Point localization data
⁂

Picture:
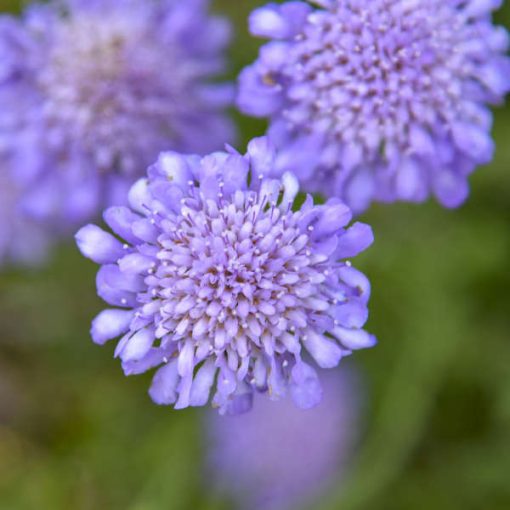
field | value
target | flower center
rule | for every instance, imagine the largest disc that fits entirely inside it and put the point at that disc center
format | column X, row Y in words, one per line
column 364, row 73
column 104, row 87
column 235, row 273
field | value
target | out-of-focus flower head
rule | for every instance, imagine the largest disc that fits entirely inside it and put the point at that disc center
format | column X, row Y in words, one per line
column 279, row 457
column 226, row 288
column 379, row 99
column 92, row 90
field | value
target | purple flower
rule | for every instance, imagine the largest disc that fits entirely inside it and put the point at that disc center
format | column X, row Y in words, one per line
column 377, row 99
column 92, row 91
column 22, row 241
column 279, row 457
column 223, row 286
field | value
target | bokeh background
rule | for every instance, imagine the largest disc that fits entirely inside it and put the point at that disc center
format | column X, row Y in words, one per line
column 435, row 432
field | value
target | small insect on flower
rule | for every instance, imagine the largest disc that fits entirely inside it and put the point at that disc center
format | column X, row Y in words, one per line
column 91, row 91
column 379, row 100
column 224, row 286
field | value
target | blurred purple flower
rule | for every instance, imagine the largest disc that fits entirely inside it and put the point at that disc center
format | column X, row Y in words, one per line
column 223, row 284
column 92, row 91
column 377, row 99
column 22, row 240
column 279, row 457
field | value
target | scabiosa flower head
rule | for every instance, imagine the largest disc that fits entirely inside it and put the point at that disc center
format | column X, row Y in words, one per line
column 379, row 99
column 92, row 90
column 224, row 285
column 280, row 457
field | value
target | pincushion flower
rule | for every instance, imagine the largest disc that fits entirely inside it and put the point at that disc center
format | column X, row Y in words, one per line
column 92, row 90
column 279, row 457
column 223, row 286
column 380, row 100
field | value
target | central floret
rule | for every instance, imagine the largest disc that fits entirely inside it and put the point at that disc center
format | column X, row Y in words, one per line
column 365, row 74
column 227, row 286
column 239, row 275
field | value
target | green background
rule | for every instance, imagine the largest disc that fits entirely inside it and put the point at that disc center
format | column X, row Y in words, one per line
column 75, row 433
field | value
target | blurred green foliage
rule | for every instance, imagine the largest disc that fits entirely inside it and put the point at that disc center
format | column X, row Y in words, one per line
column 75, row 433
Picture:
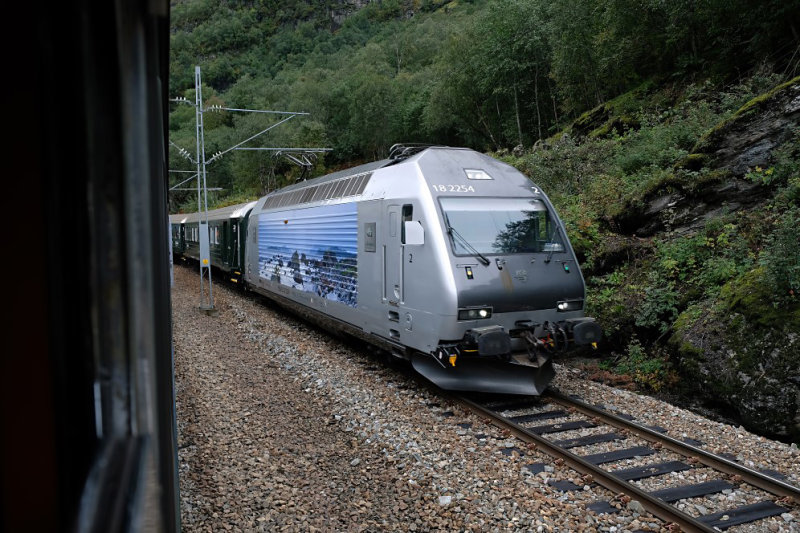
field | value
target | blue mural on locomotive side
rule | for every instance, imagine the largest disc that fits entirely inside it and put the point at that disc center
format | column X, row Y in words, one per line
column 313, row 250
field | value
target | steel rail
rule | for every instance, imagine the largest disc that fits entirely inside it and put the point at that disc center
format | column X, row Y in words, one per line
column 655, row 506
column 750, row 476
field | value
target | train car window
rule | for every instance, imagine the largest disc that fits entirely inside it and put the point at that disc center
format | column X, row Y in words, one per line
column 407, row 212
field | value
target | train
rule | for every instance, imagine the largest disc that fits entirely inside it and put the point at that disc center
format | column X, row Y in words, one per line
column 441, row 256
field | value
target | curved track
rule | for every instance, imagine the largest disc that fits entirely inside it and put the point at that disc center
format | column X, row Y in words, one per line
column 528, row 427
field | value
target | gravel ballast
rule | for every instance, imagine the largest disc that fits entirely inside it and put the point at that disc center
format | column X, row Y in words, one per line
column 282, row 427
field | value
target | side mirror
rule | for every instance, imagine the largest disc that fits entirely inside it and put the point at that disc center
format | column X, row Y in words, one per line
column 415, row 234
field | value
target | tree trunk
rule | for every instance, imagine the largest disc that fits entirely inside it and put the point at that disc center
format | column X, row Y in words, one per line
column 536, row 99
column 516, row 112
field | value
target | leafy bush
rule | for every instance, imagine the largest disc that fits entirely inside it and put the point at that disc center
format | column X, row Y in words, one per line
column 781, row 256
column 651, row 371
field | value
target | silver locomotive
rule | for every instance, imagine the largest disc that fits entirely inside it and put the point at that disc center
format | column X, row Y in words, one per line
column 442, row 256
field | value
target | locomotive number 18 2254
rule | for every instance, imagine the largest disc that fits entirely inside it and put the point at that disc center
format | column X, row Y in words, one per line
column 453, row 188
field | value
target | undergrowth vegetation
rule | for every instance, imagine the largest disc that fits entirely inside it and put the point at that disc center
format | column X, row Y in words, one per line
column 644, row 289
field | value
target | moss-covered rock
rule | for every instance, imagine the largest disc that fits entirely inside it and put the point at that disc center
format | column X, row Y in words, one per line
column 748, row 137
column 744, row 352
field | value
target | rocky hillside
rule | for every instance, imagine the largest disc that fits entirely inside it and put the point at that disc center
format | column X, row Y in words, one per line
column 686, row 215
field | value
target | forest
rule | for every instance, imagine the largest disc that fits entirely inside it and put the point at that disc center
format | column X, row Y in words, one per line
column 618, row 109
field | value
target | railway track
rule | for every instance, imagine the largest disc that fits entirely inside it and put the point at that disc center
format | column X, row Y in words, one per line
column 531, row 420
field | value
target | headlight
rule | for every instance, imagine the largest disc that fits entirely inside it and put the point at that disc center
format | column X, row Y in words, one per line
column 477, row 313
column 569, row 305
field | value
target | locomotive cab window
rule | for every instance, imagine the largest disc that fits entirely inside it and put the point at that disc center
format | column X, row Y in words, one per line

⁂

The copy you write must hold every record verbatim and none of the pictures.

Picture:
field | value
target | flower center
rule | for every instance, imagine the largest disc that fits entirely inside it and put the point at that disc center
format | column X, row Y in words, one per line
column 364, row 73
column 104, row 87
column 235, row 273
field | value
target | out-of-focus flower head
rule | for every instance, imagine the largest disc that fits entirely inside it and put the point at that disc center
format | column X, row Y in words, one per line
column 279, row 457
column 226, row 288
column 379, row 99
column 92, row 90
field | value
target | purple flower
rule | for every instance, imagine the largest disc that fits entirely inside it and put the point at that disc center
format | column X, row Y in words, one per line
column 377, row 99
column 92, row 91
column 22, row 241
column 279, row 457
column 223, row 286
field | value
target | bokeh background
rule | for every instance, imagine the largest disc that fits entirely inside it and put the point at that disc center
format | column X, row Y in words, one per line
column 435, row 432
field | value
target | small insect on flower
rule | for every instance, imagine the largest disc that fits entirely inside it and put the point at that disc center
format | column X, row Y in words, one per line
column 91, row 91
column 379, row 100
column 224, row 286
field | value
target | blurred purple flower
rule | for every instance, imagine the largest disc that fits entirely inside it and put the point at that disc center
format | column X, row Y in words, one per line
column 223, row 284
column 92, row 91
column 377, row 99
column 22, row 240
column 279, row 457
field | value
target | scabiosa flower head
rule | for every instance, imagine the largest disc that fits entirely inside it and put the point at that disc center
format | column X, row Y in words, one per line
column 379, row 99
column 92, row 90
column 224, row 285
column 280, row 457
field | value
target | pincushion flower
rule | for every instance, imagine the largest disc that fits entirely inside it and put the point at that disc center
format | column X, row Y in words, one per line
column 92, row 90
column 279, row 457
column 223, row 286
column 380, row 100
field | value
target | central floret
rule | for every instance, imagine the largest disc that fits entirely inside it and put the point at that disc center
format | column X, row Y in words, one per line
column 365, row 74
column 227, row 286
column 239, row 275
field | value
target | green background
rule | for every instance, imagine the largest disc that fits entirely inside it and put the point at that disc center
format | column X, row Y in words, one per line
column 75, row 433
field | value
target | blurred green foliage
rule | for every instance, imagine the largest disc that fits entirely inside it and put the point at that disc center
format | column X, row Y in words, one per line
column 75, row 433
Picture:
field | value
target | blue mural on locomotive side
rule | for every instance, imagine the largest disc that fits entirely inside it and put the point at that disc center
format | column X, row Y in words, one per line
column 313, row 250
field | value
target | steel rail
rule | for every instance, imagine the largest disc that fits entirely inside it and put the point at that disc center
format | column X, row Y in words, one per line
column 655, row 506
column 750, row 476
field | value
target | train car window
rule | for every instance, imagine the largest disc that fits entirely inside it and put the point at that disc center
format | column X, row Y in words, one per line
column 407, row 212
field | value
target | train
rule | for every instance, imagine the largest disc that fits entirely inside it and put the point at that disc center
format | column X, row Y in words, one per line
column 441, row 256
field | value
target | curved track
rule | for every instance, imagine the largest disc that fits entirely inside it and put the point at that disc center
format | column X, row Y in words, one per line
column 528, row 427
field | value
target | gravel ballast
rule | for every instance, imagine the largest disc that fits entirely inside it and put the point at that disc center
format | column X, row Y in words, one per line
column 282, row 427
field | value
target | side mirror
rule | for every instance, imagine the largest disc that fits entirely inside it and put the point at that disc center
format | column X, row Y in words, one per line
column 415, row 234
field | value
target | tree trunk
rule | for every instance, imagine the largest disc that fits entirely inside it and put the point at that disc center
format | column X, row Y in words, one per line
column 536, row 99
column 516, row 112
field | value
target | leafy bush
rule | for every instance, imagine the largest disc that fits entirely inside it and put the point at that disc center
format | column X, row Y in words, one per line
column 781, row 256
column 651, row 371
field | value
target | silver locomotive
rule | for every instance, imagine the largest disc that fits entirely inside it and put the point at that disc center
format | column X, row Y in words, one per line
column 442, row 256
field | value
target | locomotive number 18 2254
rule | for every instance, imagine the largest disc that fits entirely inside it and put the point at that disc center
format | column X, row Y in words, one per line
column 453, row 188
field | value
target | undergrowth vegetation
rule | for every instance, imagine the largest disc that fits entirely inside it and put the point at that disc center
format | column X, row Y in words, one per line
column 644, row 289
field | value
target | moss-covered rock
rule | for every instance, imagine the largest disc that fits entirely inside it and put the point at that disc center
format | column X, row Y in words, one per line
column 748, row 137
column 744, row 352
field | value
target | rocky hillside
rule | for every instance, imagine the largest disc that fits entirely inside it and put the point at that disc center
format | column X, row Y in words, one per line
column 686, row 215
field | value
target | forest
rule | for every instance, imagine the largest disc that fits entirely inside it and put the point at that disc center
format | column X, row Y in words, one per line
column 618, row 109
field | value
target | railway track
rule | for every instance, imagine the largest disc that fits entirely inside it and put the point at that disc center
format | column X, row Y in words, one per line
column 531, row 420
field | value
target | headlight
rule | for every instance, imagine the largest disc that fits entirely inside it and put the point at that disc center
format | column X, row Y in words, one per line
column 477, row 313
column 569, row 305
field | value
target | locomotive cab window
rule | for every instance, imagine the largest disc that fits entirely inside it and put the point at that disc center
format | column X, row Y in words, one per line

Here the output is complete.